● EXERCISE DETAILS: Edit the records below by changing every "run_detection" to "locate_regions", leaving all other text as it is.

☆ ☆ ☆

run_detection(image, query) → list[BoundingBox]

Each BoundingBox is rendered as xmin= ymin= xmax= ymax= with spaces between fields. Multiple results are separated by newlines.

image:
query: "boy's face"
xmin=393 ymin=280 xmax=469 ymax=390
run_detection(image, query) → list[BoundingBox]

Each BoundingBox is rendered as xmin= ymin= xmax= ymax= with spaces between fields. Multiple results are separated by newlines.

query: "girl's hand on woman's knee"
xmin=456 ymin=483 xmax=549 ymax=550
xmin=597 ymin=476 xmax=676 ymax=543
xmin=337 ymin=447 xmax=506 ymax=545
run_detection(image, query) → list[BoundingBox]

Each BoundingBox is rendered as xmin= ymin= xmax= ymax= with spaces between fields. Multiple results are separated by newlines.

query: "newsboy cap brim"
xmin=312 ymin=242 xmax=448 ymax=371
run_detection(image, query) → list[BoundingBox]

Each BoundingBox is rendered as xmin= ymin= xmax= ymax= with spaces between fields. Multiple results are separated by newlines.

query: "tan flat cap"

☆ ☆ ☆

● THE OUTPUT:
locate_regions(image, query) → list[BoundingBox]

Each BoundingBox is rendered as xmin= ymin= xmax= ymax= with spaces between fields. Multiple results are separated by newlines.

image:
query: "boy's face"
xmin=393 ymin=280 xmax=469 ymax=390
locate_regions(image, query) → list[BoundingBox]

Each BoundingBox is rendered as xmin= ymin= xmax= ymax= with spaces between fields. Multiple results are separated by newlines.

query: "girl's hand on woman's knee"
xmin=456 ymin=483 xmax=549 ymax=550
xmin=597 ymin=476 xmax=676 ymax=543
xmin=337 ymin=447 xmax=506 ymax=545
locate_regions(image, query) → list[BoundingBox]

Each BoundingBox is rendered as xmin= ymin= xmax= ymax= with spaces between fields. Multiple results are separated by newlines.

query: "newsboy cap brim"
xmin=312 ymin=242 xmax=448 ymax=371
locate_regions(image, query) → list[BoundingBox]

Each BoundingBox is rendered as xmin= ymin= xmax= ymax= with spaces between fields. Multiple results are separated by newlines.

query: "tan flat cap"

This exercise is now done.